▶ _Given task_
Reproduce the data below, replacing every "top-level array" with "single outer list" and leaving everything else untouched.

▶ _Data provided_
-=-=-=-=-

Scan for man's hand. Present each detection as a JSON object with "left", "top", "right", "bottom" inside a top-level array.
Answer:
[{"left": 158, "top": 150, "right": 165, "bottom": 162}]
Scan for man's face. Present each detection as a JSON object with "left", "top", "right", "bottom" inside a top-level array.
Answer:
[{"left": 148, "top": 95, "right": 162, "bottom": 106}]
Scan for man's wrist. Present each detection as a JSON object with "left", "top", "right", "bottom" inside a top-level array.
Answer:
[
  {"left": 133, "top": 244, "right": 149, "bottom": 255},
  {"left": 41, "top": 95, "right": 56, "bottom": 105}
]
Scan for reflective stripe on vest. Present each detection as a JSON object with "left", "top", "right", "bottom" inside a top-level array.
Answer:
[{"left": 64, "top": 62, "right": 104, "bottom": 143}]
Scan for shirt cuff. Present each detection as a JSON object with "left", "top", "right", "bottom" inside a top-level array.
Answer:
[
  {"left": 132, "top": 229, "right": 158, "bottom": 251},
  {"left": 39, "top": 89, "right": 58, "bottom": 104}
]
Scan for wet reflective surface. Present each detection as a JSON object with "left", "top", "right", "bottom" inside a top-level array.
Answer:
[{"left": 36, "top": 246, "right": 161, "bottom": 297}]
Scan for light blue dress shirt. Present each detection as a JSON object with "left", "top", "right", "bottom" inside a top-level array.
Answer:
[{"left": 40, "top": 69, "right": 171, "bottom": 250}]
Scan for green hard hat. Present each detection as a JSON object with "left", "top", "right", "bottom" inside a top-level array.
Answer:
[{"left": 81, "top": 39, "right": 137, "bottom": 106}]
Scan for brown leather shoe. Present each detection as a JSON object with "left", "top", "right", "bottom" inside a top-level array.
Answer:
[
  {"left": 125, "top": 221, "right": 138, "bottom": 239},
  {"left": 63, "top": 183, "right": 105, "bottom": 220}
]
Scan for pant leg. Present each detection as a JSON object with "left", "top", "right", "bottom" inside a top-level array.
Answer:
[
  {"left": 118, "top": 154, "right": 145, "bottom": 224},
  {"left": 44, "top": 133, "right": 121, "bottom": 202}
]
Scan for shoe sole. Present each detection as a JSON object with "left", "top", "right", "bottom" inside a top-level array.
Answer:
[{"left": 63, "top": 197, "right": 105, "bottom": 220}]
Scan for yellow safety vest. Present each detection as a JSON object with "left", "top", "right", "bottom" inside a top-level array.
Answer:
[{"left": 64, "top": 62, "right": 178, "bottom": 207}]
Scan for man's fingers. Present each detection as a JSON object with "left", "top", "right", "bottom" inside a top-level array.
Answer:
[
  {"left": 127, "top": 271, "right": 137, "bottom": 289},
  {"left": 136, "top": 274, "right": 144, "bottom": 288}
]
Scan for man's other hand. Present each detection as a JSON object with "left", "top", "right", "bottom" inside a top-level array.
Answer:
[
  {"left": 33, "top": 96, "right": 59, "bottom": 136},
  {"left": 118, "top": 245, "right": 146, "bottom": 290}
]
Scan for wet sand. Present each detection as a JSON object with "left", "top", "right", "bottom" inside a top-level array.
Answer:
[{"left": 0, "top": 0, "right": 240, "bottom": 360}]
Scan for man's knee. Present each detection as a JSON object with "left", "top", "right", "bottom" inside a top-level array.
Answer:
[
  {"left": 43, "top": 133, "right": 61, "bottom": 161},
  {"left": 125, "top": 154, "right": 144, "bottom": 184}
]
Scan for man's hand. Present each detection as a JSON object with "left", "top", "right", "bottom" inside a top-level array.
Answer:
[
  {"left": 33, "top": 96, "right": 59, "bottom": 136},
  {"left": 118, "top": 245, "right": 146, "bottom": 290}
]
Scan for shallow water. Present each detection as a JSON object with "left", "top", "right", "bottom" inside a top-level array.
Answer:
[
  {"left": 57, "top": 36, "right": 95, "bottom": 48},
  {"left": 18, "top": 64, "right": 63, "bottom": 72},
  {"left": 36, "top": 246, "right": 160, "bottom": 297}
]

-=-=-=-=-

▶ _Answer in full_
Scan for man's hand. Present each detection as a JSON object with "left", "top", "right", "bottom" inside a single outer list.
Answer:
[{"left": 158, "top": 150, "right": 165, "bottom": 162}]
Scan for man's face. Present each detection as a JSON object with "left", "top", "right", "bottom" inside a single outer list.
Answer:
[{"left": 148, "top": 95, "right": 162, "bottom": 106}]
Scan for man's wrist. Present each detection as a JSON object with "left", "top", "right", "bottom" inside a single outer list.
Answer:
[
  {"left": 133, "top": 244, "right": 149, "bottom": 255},
  {"left": 41, "top": 95, "right": 56, "bottom": 105}
]
Scan for reflective stripe on vest. Present each detection as a JSON object with "left", "top", "right", "bottom" inside a single outer list.
Answer:
[{"left": 64, "top": 62, "right": 104, "bottom": 143}]
Scan for shirt cuff. Present each detection as a JSON object with "left", "top", "right", "bottom" inside a single outer list.
Answer:
[
  {"left": 132, "top": 229, "right": 158, "bottom": 251},
  {"left": 39, "top": 89, "right": 58, "bottom": 104}
]
Scan for wet reflective surface. Present each detection as a JSON object with "left", "top", "right", "bottom" inside a single outer list.
Answer:
[{"left": 36, "top": 246, "right": 161, "bottom": 297}]
Scan for light blue dress shirt. Present each detection as a JSON object with "left", "top", "right", "bottom" inside a single outer list.
Answer:
[{"left": 40, "top": 69, "right": 171, "bottom": 250}]
Scan for green hard hat. Present each detection as a JSON object with "left", "top", "right", "bottom" inside a single outer list.
Answer:
[{"left": 81, "top": 39, "right": 137, "bottom": 106}]
Scan for brown leather shoe. Present each detection as a JSON object with "left", "top", "right", "bottom" inside a single outer list.
Answer:
[
  {"left": 125, "top": 221, "right": 138, "bottom": 239},
  {"left": 63, "top": 183, "right": 105, "bottom": 220}
]
Scan for pant leg. Present each detection as a JSON object with "left", "top", "right", "bottom" inside a single outer list.
Answer:
[
  {"left": 118, "top": 154, "right": 145, "bottom": 224},
  {"left": 44, "top": 133, "right": 121, "bottom": 202}
]
Scan for shoe sole. Present each detection as a JSON object with "left", "top", "right", "bottom" inside a single outer list.
Answer:
[{"left": 63, "top": 197, "right": 105, "bottom": 220}]
Scan for yellow safety vest. Present each detection as a JSON object with "left", "top", "right", "bottom" inside a single outer list.
Answer:
[{"left": 64, "top": 62, "right": 178, "bottom": 207}]
Scan for man's fingers. Present each detection as a JSON object with "left", "top", "right", "bottom" inside a single outer list.
Answer:
[
  {"left": 127, "top": 271, "right": 137, "bottom": 289},
  {"left": 136, "top": 274, "right": 144, "bottom": 288}
]
Scan for man's other hand. Present each detection as a JSON object with "left", "top", "right", "bottom" inside a single outer list.
Answer:
[
  {"left": 33, "top": 96, "right": 59, "bottom": 136},
  {"left": 118, "top": 245, "right": 146, "bottom": 290}
]
Scan for wet sand. Present each detection as a JSON object with "left", "top", "right", "bottom" inside a single outer list.
Answer:
[{"left": 0, "top": 0, "right": 240, "bottom": 360}]
Scan for man's knee. Present each detection as a JSON object with "left", "top", "right", "bottom" inside a single outer list.
Answer:
[
  {"left": 43, "top": 133, "right": 61, "bottom": 161},
  {"left": 125, "top": 154, "right": 144, "bottom": 184}
]
Scan for man's hand. Present each detection as a JSON object with "left", "top", "right", "bottom" inside a single outer list.
Answer:
[
  {"left": 33, "top": 96, "right": 59, "bottom": 136},
  {"left": 118, "top": 245, "right": 146, "bottom": 290}
]
Scan for shallow water. Present each detection as a JSON object with "left", "top", "right", "bottom" inside a single outer list.
Answer:
[
  {"left": 57, "top": 36, "right": 95, "bottom": 48},
  {"left": 18, "top": 64, "right": 63, "bottom": 72},
  {"left": 36, "top": 246, "right": 160, "bottom": 297}
]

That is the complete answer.